Exercise directions: Find each row below that contains the word "green", and copy those rows out in full.

Provided entries:
◆ ◆ ◆

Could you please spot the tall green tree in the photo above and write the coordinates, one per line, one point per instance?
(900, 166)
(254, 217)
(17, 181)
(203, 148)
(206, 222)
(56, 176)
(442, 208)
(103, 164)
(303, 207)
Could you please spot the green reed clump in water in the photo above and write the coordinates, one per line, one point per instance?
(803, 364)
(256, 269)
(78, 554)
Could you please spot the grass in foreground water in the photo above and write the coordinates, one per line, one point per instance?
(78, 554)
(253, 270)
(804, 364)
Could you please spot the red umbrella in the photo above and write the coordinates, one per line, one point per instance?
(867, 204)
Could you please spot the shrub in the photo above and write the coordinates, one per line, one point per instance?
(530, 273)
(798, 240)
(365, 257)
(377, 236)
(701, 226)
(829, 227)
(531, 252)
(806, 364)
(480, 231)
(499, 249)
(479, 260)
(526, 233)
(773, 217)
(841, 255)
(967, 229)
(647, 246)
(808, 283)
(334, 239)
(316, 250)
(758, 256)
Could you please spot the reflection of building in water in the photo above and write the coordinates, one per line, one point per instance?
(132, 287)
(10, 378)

◆ ◆ ◆

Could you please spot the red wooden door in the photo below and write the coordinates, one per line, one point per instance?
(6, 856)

◆ ◆ ◆

Result for this exercise:
Could you please spot the tall green tree in the photo above and write the coordinates, one per line, one point per instance?
Could you please spot the green reed clump in water in the photo above and write the coordinates, one per line, one point per instance?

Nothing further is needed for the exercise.